— What you will do —
Only lines containing the word "bookcase" belong in the answer; copy each one from the records.

— Dataset excerpts —
──────────

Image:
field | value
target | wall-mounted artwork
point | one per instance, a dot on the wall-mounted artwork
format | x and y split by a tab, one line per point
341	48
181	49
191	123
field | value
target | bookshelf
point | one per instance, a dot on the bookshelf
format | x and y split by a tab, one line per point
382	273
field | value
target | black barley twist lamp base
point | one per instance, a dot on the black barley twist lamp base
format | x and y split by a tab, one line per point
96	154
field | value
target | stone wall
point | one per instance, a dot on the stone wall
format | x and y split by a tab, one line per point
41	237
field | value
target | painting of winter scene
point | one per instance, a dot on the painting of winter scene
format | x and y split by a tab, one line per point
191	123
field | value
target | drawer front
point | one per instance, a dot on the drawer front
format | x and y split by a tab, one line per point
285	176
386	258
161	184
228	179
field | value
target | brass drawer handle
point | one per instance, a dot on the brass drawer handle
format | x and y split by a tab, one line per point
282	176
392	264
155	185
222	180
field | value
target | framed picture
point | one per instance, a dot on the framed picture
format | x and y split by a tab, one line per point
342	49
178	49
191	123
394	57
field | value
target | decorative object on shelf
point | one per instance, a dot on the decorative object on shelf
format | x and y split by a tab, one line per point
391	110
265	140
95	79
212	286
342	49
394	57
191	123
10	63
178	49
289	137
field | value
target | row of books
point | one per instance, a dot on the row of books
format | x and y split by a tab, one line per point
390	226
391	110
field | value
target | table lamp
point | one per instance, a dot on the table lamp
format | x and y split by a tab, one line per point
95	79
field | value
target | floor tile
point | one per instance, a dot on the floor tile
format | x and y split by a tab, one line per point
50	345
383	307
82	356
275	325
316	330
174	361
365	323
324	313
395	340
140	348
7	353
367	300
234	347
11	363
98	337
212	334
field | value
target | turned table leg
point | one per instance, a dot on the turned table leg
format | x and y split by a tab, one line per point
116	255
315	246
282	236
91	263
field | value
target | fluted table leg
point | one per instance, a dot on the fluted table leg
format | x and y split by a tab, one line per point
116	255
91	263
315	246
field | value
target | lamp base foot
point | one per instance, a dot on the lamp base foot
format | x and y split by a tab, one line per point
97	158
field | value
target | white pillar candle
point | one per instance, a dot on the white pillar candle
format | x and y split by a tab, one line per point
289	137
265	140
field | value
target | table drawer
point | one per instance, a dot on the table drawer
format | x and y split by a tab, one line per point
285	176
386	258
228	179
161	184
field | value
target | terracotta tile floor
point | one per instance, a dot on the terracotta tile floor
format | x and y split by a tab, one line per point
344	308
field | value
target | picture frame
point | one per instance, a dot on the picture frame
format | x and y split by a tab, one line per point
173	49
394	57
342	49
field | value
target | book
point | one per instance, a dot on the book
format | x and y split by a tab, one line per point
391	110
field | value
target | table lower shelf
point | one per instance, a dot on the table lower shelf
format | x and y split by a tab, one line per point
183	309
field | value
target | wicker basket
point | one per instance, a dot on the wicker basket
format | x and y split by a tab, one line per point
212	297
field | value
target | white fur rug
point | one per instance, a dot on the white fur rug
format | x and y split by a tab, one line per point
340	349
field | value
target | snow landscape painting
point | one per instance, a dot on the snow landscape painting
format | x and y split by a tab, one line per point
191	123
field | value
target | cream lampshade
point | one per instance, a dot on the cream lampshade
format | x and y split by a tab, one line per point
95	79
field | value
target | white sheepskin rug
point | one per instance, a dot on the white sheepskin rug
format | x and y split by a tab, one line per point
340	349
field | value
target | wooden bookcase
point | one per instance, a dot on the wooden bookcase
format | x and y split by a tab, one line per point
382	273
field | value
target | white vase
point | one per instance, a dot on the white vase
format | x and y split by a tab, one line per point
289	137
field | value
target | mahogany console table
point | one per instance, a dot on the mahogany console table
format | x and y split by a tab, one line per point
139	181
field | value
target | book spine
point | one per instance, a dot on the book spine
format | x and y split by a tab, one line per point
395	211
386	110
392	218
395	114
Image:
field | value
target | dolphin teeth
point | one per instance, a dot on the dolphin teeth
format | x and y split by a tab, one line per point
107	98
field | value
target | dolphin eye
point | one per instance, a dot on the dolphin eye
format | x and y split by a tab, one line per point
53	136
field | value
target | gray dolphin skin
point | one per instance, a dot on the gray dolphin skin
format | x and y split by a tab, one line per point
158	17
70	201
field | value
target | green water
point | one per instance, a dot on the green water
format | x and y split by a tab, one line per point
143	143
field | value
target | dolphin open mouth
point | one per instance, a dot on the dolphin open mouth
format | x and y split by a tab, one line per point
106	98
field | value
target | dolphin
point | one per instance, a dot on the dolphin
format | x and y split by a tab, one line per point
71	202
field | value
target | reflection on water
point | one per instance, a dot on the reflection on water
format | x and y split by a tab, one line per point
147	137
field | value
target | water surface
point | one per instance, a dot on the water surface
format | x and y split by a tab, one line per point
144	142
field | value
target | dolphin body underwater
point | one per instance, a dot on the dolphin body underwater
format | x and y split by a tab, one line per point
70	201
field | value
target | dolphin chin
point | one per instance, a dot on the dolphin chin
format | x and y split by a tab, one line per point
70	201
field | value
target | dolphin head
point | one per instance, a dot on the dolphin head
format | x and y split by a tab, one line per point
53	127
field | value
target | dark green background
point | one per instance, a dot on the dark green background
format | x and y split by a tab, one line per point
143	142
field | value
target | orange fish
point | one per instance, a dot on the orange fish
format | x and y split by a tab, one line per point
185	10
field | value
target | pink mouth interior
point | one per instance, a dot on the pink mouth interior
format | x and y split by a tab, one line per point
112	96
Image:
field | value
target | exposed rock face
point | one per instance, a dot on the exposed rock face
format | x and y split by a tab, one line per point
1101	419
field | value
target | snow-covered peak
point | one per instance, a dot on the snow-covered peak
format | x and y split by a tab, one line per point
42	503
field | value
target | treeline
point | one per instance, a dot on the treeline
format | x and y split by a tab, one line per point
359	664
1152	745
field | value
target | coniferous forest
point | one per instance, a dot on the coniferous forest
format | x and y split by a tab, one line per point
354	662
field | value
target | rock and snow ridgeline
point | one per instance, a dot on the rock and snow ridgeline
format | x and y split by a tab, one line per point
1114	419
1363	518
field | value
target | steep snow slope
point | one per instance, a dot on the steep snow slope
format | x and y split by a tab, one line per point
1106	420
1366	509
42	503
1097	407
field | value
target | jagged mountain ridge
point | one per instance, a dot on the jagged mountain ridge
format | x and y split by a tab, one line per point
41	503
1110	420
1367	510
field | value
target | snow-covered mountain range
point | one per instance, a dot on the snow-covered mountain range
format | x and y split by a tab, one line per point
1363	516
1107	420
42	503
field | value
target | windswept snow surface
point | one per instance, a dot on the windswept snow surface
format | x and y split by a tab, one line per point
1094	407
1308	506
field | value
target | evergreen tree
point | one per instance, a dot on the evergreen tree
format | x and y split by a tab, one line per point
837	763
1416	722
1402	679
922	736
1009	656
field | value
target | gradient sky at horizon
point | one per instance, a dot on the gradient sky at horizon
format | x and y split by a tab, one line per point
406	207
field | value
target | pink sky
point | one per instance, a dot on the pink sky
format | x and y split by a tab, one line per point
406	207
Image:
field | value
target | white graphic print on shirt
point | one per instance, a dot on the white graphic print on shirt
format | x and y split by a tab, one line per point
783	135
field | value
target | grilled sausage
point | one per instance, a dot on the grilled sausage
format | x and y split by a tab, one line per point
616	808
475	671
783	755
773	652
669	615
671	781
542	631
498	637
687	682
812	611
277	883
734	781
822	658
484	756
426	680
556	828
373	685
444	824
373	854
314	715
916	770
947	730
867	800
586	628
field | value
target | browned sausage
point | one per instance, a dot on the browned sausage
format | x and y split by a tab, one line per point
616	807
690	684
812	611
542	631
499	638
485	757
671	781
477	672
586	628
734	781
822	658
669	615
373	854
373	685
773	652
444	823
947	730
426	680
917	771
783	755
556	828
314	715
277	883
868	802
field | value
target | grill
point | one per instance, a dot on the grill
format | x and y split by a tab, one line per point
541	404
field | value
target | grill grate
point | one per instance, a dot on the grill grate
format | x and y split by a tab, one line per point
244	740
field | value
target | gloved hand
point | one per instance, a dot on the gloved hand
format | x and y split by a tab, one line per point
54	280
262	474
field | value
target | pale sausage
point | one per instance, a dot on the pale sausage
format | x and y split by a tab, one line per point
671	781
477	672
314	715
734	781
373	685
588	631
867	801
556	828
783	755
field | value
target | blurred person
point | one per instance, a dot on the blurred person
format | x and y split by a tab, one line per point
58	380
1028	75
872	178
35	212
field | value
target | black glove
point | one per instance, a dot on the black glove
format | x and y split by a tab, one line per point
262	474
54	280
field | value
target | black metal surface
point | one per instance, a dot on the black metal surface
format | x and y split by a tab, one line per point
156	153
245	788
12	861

──────────

— Reply —
target | wooden bookcase
point | one per instance, a dot on the wooden bookcase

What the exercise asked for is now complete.